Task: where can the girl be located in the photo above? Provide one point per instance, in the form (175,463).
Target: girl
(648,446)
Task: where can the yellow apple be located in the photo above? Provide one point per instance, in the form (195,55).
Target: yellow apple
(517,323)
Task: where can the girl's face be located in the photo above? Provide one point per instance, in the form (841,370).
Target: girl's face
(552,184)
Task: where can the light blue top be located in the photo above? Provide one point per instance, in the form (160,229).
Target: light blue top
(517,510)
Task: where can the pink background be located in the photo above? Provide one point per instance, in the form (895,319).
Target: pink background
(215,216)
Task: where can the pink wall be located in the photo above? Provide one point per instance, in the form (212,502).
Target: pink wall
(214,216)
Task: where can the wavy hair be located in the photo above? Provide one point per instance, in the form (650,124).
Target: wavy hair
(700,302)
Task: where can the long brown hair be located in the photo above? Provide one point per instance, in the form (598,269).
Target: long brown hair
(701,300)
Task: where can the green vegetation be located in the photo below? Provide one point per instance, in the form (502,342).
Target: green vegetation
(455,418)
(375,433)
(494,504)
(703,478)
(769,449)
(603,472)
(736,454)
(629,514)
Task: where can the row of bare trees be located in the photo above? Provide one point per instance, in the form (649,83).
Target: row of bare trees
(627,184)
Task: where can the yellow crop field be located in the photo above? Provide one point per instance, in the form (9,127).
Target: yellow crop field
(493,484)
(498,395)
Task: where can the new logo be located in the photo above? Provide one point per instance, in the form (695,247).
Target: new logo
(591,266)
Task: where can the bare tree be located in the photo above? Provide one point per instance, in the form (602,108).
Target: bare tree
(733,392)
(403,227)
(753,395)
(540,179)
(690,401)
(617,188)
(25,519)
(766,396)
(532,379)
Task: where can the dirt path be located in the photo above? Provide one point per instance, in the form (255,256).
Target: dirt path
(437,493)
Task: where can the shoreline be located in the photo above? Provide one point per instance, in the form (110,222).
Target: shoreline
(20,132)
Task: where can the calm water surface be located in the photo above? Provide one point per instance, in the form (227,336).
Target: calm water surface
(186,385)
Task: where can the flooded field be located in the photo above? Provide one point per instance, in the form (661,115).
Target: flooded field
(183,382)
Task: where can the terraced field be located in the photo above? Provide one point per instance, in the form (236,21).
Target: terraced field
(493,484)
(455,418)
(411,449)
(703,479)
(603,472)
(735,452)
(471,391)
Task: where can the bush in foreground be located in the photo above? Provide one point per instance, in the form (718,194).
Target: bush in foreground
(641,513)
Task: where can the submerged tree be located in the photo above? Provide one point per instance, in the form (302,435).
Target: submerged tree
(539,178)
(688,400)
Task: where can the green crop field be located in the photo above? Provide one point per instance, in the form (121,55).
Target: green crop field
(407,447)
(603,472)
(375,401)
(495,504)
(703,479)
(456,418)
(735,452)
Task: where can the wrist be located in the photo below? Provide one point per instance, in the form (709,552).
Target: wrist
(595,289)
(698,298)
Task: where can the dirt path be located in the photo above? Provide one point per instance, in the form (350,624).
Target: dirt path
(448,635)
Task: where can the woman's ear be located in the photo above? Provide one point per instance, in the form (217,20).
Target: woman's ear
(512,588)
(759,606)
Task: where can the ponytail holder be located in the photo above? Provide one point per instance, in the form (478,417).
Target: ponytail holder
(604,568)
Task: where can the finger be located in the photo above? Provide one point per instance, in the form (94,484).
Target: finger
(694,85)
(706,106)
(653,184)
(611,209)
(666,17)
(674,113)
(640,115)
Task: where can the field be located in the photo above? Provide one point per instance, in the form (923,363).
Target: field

****

EXERCISE DETAILS> Your answer must be a single number: the count of lines in the records that include "below".

RESPONSE BOX> 2